__Selected passage__:

# Discussion on the legality of nodon



## Samuel Baird (Apr 22, 2020)

WCA discussion can be found here, I would love to see some of your thoughts here though


----------



## alexiscubing (Apr 22, 2020)

The only problem with noddon would be if the competitor donned the blindfold simultaneously with doing moves, which would be very hard to judge. Maybe the competitor should be required to touch the blindfold with their hands before solving, or wait for a judge to say yes (which would be bad because it would slow times but it would make it more fair)


----------



## TheCardTurner (Apr 25, 2020)

Alex I think if they did that your times would be at the mercy of your judge's reaction speed! But it's still tricky to tell if you moved before the blindfold. I think right now they could give a +2 if you OBVIOUSLY moved before the blindfold went down. Otherwise, I think the judges should be lenient


----------



## DerpBoiMoon (Apr 25, 2020)

Taking an idea from hypixel. When you do use nod on, you use it at risk. If you're suspected of cheating by a delegate then if you use the nod on, there'll be no negotiating. Though you can still use it


----------



## abunickabhi (May 11, 2020)

If the person is using noddon, and is also recording his/her solve for further proof and verifying, I do not see the harm in banning noddon.


----------

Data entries
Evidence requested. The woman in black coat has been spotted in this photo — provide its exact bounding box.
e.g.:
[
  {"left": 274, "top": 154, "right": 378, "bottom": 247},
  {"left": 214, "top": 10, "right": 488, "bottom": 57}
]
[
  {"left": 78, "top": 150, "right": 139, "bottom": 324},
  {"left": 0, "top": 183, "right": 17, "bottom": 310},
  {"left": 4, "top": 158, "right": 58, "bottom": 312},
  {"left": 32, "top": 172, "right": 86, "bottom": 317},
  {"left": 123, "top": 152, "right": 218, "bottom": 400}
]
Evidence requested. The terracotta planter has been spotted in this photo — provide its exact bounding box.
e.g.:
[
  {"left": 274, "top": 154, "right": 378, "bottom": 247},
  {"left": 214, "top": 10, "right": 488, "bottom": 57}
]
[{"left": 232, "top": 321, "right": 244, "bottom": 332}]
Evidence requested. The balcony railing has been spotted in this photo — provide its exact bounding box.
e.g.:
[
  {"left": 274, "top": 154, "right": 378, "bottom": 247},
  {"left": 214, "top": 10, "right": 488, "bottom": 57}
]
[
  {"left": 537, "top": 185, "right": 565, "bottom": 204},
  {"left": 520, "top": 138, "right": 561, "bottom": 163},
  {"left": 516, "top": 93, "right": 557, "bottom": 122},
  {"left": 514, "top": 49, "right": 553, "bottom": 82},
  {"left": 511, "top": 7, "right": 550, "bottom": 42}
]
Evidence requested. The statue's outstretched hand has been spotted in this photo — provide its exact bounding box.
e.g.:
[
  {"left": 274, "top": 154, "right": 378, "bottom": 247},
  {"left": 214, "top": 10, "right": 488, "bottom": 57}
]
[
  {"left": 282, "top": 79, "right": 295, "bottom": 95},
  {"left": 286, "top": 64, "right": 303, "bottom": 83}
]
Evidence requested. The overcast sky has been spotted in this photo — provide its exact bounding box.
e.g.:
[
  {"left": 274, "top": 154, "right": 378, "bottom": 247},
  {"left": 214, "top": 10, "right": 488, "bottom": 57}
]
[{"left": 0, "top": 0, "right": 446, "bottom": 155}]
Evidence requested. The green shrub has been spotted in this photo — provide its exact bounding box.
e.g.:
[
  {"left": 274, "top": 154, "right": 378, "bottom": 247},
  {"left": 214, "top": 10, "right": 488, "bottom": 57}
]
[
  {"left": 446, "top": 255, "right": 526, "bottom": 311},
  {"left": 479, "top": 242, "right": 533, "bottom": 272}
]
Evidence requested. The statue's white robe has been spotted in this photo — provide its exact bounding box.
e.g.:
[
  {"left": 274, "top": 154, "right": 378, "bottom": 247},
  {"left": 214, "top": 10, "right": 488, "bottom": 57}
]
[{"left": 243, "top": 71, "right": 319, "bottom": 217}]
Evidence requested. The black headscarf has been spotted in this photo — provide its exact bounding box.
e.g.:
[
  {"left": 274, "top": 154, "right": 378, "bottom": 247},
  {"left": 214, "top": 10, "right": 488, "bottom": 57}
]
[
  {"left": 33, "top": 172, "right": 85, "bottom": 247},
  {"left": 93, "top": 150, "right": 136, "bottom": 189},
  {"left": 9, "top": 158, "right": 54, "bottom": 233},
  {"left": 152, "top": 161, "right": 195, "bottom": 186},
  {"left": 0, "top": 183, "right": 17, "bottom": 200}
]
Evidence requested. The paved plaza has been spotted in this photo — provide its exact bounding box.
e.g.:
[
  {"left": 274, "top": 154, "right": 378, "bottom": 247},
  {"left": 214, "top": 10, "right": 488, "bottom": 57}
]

__Stated problem__:
In the nodon thread, why does TheCardTurner object to making competitors wait for a judge to say yes before solving? Answer in one to three sentences.

__Written solution__:
TheCardTurner objects because competitors' times would then be at the mercy of the judge's reaction speed. The post that proposed the idea also admits that waiting for the judge would slow times.